■ DOCUMENT SECTION:
- - - -
Don't Repeat Your Domain Knowledge

Origin

This blog post started from a pull request I reviewed months ago.

  1. Say we are building a blog system. In this system, some blogs might only allow an anonymous user to comment once. And anonymous users are identified by their phone numbers.
  2. I saw some code similar to this in the PR:

    defmodule SomeBlogValidator do
      # ...
    
      def validate_phone_num(phone_num, blog_id) do
        blog = Blogs.get_blog(blog_id)
    
        if !blog.allow_multiple_comments && phone_num_exists?(blog_id, phone_num),
          do: {:ok, true},
          else: {:error, false}
      end
    
      defp phone_num_exists?(blog_id, phone_num) do
        from(c in Comment,
          join: b in Blog,
          where: b.id == ^blog_id,
          where: c.phone_num == ^phone_num
        )
        |> Repo.one()
      end
    end
    
  3. The if statement feels off to me, so I suggested to extract this logic to another module function:

    defmodule Blogs do
      # ...
    
      def allow_comments_from(phone_num: phone_num) do
        !blog.allow_multiple_comments && phone_num_exists?(blog_id, phone_num)
      end
    
      defp phone_num_exists?(blog_id, phone_num) do
        # ...
      end
    end
    
  4. My colleague (who submitted the PR) thought this was a bit overkill, because:
    1. The allow_comments_from/1 would be only used in a single place (validate_phone_num/2), and he preferred extracting this function later when it needs to be used in multiple places (maybe until it was repeated more than 3 times).
    2. We needed to create a new module for this single function in our case. (I didn't/couldn't show this in the simple Blog example above)

Abstraction is not only for DRY

Here is how I replied him (translated from Chinese):

  1. I think the abstraction tools we have - like variables, functions, modules, etc. - are not only tools to eliminate repetitions (DRY) in our code base, but also powerful tools for us to extract our domain knowledge and represent it as executable code.
  2. Let's take a step back: Why do we need to DRY?

    I believe what DRY really means is to eliminate the duplication of knowledge in our code base.1

    We need DRY because some domain knowledge is used multiple times, and we need to put it in a single place, so that it's easy to update or maintain.

    Abstracting some piece of code that's repeated 3 times is a great heuristic because 3 repetitions almost always means that there's some domain knowledge that we ignored.

  3. Go back to this PR, I think it's okay to extract this function early because this knowledge was discussed heavily by you and another dev and this logic has a lot of background knowledge with it (why we don't allow multiple comments), so I think it's a piece of important knowledge in our domain and it's worth it to give it more attention (separate module/function, good name, documentation, etc.).
- - - -
■ SHORT EXERCISE A: Render every point_at row as a JSON list of strings, one string per line, with blank lines omitted.
The rows have no connection to the blog post.
- - - -
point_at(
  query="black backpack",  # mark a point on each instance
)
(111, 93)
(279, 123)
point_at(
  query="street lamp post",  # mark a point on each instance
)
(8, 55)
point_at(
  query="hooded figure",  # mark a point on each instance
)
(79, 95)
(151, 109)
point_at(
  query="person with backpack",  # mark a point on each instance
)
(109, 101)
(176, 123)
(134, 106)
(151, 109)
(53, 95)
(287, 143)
- - - -
■ SHORT EXERCISE B: Revise the part of the blog post that opens with the words containing "def allow_comments_from(phone_num: phone_num)" and closes with "than 3 times).", replacing "allow_comments_from" with "can_comment_from".

■ FULL OUTPUT A:
[
  "point_at(",
  "  query=\"black backpack\",  # mark a point on each instance",
  ")",
  "(111, 93)",
  "(279, 123)",
  "point_at(",
  "  query=\"street lamp post\",  # mark a point on each instance",
  ")",
  "(8, 55)",
  "point_at(",
  "  query=\"hooded figure\",  # mark a point on each instance",
  ")",
  "(79, 95)",
  "(151, 109)",
  "point_at(",
  "  query=\"person with backpack\",  # mark a point on each instance",
  ")",
  "(109, 101)",
  "(176, 123)",
  "(134, 106)",
  "(151, 109)",
  "(53, 95)",
  "(287, 143)"
]

■ FULL OUTPUT B:
def can_comment_from(phone_num: phone_num) do
        !blog.allow_multiple_comments && phone_num_exists?(blog_id, phone_num)
      end
    
      defp phone_num_exists?(blog_id, phone_num) do
        # ...
      end
    end
    
  4. My colleague (who submitted the PR) thought this was a bit overkill, because:
    1. The can_comment_from/1 would be only used in a single place (validate_phone_num/2), and he preferred extracting this function later when it needs to be used in multiple places (maybe until it was repeated more than 3 times).